#### [Passage provided]
>>>

The confusionMatrix() function from the caret package
prints both the confusion matrix and a number of other useful
classification metrics such as “Accuracy” (fraction of correctly
classified instances).
# calculate the confusion matrix for the test set
class_pred <- predict(object = recipe_model,
newdata = recipe_test,
type = "class")
caret::confusionMatrix(data = class_pred,
reference = recipe_test$high_traffic)
## Confusion Matrix and Statistics
##
## Reference
## Prediction 0 1
## 0 43 18
## 1 36 92
##
## Accuracy : 0.7143
## 95% CI : (0.6442, 0.7775)
## No Information Rate : 0.582
## P-Value [Acc > NIR] : 0.0001141
##
## Kappa : 0.3933
##
## Mcnemar's Test P-Value : 0.0207003
##
## Sensitivity : 0.5443
## Specificity : 0.8364
## Pos Pred Value : 0.7049
## Neg Pred Value : 0.7188
## Prevalence : 0.4180
## Detection Rate : 0.2275
## Detection Prevalence : 0.3228
## Balanced Accuracy : 0.6903
##
## 'Positive' Class : 0
## Splitting criterion in trees
A classification tree uses a split condition to predict class labels based on one or more input variables. The classification process starts from the root node of the tree and each node, the process will check whether the input value should recursively continue to the right or left sub-branch according to the split condition.The process stops when meeting any leaf or terminal nodes. The idea behind classification trees is to split the data into subsets where each subset belongs to only one class. This is accomplished by dividing the input space into pure regions, that is - regions with samples from only one class.
With real data, completely pure regions may not be possible, so the decision tree will do the best it can to create regions that are as pure as possible.
Boundaries separating these regions are called decsion boundaries, and the decision tree model makes classification decisions based on these decision boundaries. The goal is to partition data at a node into subsets that are as pure as possible.
Theefore, we need a way to measure the purity of a split, in order to compare different ways to partition a set of data. It works out better mathematically if we measure the impurity rather than the purity. Thus, the impurity measure of a node specifies how mixed the resulting subsets are.
Since we want the resulting subsets to have homogeneous class labels, not mixed class labels, we want the split that minimizes the impurity measure.

<<<

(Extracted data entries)
>>>

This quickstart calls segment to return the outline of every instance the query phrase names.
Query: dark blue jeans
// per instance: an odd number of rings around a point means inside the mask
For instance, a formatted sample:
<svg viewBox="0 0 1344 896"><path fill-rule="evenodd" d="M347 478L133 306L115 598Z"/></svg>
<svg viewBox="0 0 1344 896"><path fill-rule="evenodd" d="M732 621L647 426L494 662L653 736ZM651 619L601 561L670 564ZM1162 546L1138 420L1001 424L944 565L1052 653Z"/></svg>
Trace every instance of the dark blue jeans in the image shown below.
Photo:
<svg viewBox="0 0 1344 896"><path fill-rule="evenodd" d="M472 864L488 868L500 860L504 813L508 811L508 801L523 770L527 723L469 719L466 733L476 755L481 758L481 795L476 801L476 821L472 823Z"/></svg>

<<<

#### [Exercise set]
• A. In the classification passage, list the argument names passed to the predict() call.
• B. Reproduce every row of the extracted data entries without changing anything.
The passage on classification metrics and trees and the data entry rows are unrelated material.

#### [List of solutions]
• A. object, newdata, type

• B.
This quickstart calls segment to return the outline of every instance the query phrase names.
Query: dark blue jeans
// per instance: an odd number of rings around a point means inside the mask
For instance, a formatted sample:
<svg viewBox="0 0 1344 896"><path fill-rule="evenodd" d="M347 478L133 306L115 598Z"/></svg>
<svg viewBox="0 0 1344 896"><path fill-rule="evenodd" d="M732 621L647 426L494 662L653 736ZM651 619L601 561L670 564ZM1162 546L1138 420L1001 424L944 565L1052 653Z"/></svg>
Trace every instance of the dark blue jeans in the image shown below.
Photo:
<svg viewBox="0 0 1344 896"><path fill-rule="evenodd" d="M472 864L488 868L500 860L504 813L508 811L508 801L523 770L527 723L469 719L466 733L476 755L481 758L481 795L476 801L476 821L472 823Z"/></svg>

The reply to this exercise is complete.